--- Start SOURCE ---
Still, there are some issues with free software that don’t really show up to the same degree with commercial software. One such thing is documentation. It’s painfully obvious that documentation is written by people who:

  1. Already know the software in and out.
  2. Don’t like writing documentation.
  3. Know nothing about how people learn.

For instance, when I started a side project a few months back, I was looking for a build system. After settling on CMake, I set about trying to make sense of it. There’s the ever-present getting started example, of course. And then there’s the full reference of everything you could possibly want (almost).

But in between those, there’s nothing. Well, nothing except a book, which just goes to show you that there’s something missing — a professional writer could obviously make some money out of explaining things in a reasonable way.

The problem with this is that it doesn’t match how people learn. Getting started is a good step, but a relatively small one. Most of the time will be spent incrementally expanding the knowledge, moving from beginner to expert. Most time will thus be spend in some kind of zone in between the “getting started” and “reference of everything” levels.

Worse than that, some open source programmers have a tendency to view their full reference documentation as an appropriate resource for everyone. “It’s all in there,” right? But pointing a beginner at a 40-page document detailing all the options of some application when all they want is to run it properly isn’t very helpful. I’m sure you know what I’m talking about if you’ve ever used an open source command line tool.

That ends us up with the really dark side of free software culture. The true douchebags out there will not only be extremely smartass in their RTFM comments, they’ll also be incredibly sensitive and defensive about the software they’re working on.

I ran into a problem with cygwin’s SSHD implementation last week. In searching for the solution, I found this mail list answer:

  Wrong.  That is uninformed speculation and guesswork.  Stop
spreading misinformation.

  Cygwin SSHD has had the support for fully logging in as any
user since 1.7, as you have already been told and completely
ignored.  Go and read the manual.  The link was in the previous
email I sent in this thread.
--- End SOURCE ---
- **TASK BRIEF**
Reproduce verbatim the passage on free software documentation, from "1. Already know" up to and including "possibly want (almost).".
--- Start INFORMATION SHOWN ---
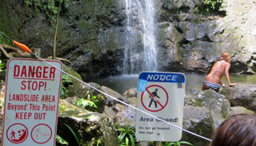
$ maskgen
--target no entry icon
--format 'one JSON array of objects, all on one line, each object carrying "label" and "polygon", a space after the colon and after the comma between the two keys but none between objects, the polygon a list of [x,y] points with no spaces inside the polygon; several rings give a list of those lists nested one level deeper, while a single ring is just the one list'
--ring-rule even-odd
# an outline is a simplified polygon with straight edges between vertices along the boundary
[{"label": "no entry icon", "polygon": [[146,91],[141,94],[141,104],[146,110],[150,112],[158,112],[163,110],[168,103],[168,99],[166,90],[158,85],[147,87]]}]

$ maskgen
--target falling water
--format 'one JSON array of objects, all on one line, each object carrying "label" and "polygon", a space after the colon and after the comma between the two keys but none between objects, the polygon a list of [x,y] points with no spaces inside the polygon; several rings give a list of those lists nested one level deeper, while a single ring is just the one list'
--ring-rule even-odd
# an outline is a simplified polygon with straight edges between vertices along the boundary
[{"label": "falling water", "polygon": [[[126,12],[127,45],[124,51],[123,73],[136,74],[142,71],[157,71],[154,0],[126,0]],[[136,45],[138,40],[134,40],[138,31],[142,35],[143,48]]]}]

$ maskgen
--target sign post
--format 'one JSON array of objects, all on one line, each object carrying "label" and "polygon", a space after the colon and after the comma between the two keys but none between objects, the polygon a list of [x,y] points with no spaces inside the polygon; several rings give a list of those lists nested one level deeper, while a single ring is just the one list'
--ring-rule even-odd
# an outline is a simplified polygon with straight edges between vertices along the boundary
[{"label": "sign post", "polygon": [[[139,76],[137,107],[182,128],[185,76],[181,73],[142,72]],[[182,131],[137,112],[136,138],[140,141],[177,142]]]},{"label": "sign post", "polygon": [[8,61],[3,146],[55,145],[61,81],[61,72],[42,61]]}]

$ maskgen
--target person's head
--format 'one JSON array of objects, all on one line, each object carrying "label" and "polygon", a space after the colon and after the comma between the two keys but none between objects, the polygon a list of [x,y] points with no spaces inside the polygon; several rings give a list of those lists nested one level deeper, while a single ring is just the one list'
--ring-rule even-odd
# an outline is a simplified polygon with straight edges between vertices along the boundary
[{"label": "person's head", "polygon": [[217,128],[211,139],[211,146],[256,146],[256,115],[230,117]]},{"label": "person's head", "polygon": [[227,53],[224,53],[222,56],[220,56],[220,61],[225,61],[226,62],[230,62],[230,55]]}]

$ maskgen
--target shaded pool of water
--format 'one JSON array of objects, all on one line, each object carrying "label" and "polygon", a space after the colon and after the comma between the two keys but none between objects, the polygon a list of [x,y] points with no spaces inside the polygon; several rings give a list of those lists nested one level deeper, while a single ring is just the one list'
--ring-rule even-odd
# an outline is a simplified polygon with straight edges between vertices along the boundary
[{"label": "shaded pool of water", "polygon": [[[206,74],[195,74],[184,73],[186,77],[186,91],[190,91],[195,88],[201,90],[203,80]],[[241,75],[241,74],[230,74],[231,83],[256,83],[255,75]],[[225,85],[227,85],[227,80],[225,75],[222,80]],[[108,77],[98,77],[86,80],[86,82],[96,82],[99,85],[108,87],[122,95],[127,90],[137,88],[138,82],[138,75],[121,75],[111,76]]]}]

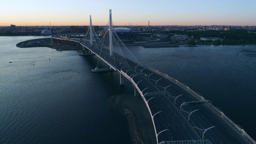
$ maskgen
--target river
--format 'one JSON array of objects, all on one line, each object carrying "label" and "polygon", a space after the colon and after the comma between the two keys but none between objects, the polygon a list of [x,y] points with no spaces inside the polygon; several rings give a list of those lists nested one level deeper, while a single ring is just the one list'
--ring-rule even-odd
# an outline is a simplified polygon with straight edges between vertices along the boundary
[{"label": "river", "polygon": [[[92,72],[96,56],[16,46],[43,38],[0,37],[0,143],[130,143],[126,118],[106,100],[132,94],[131,83],[120,86],[116,72]],[[256,139],[255,46],[128,48],[142,65],[186,84]]]}]

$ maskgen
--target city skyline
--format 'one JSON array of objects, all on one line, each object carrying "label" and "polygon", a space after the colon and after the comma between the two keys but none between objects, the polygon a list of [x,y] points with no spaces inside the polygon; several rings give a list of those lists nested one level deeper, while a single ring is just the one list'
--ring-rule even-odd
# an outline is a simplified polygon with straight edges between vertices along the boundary
[{"label": "city skyline", "polygon": [[256,25],[256,1],[10,0],[1,2],[0,26],[105,26],[112,10],[114,25]]}]

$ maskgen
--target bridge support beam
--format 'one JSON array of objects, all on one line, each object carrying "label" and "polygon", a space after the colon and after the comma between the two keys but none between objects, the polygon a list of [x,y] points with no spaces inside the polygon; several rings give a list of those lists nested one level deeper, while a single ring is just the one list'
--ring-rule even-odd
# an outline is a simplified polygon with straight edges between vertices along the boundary
[{"label": "bridge support beam", "polygon": [[124,76],[120,73],[120,86],[123,86],[124,84]]},{"label": "bridge support beam", "polygon": [[140,93],[139,93],[139,92],[138,91],[138,90],[137,90],[137,89],[136,88],[134,85],[132,85],[133,86],[133,87],[134,88],[134,96],[137,97],[140,96]]}]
--- End INFORMATION SHOWN ---
- **EXERCISE RESULT**
1. Already know the software in and out.
  2. Don’t like writing documentation.
  3. Know nothing about how people learn.

For instance, when I started a side project a few months back, I was looking for a build system. After settling on CMake, I set about trying to make sense of it. There’s the ever-present getting started example, of course. And then there’s the full reference of everything you could possibly want (almost).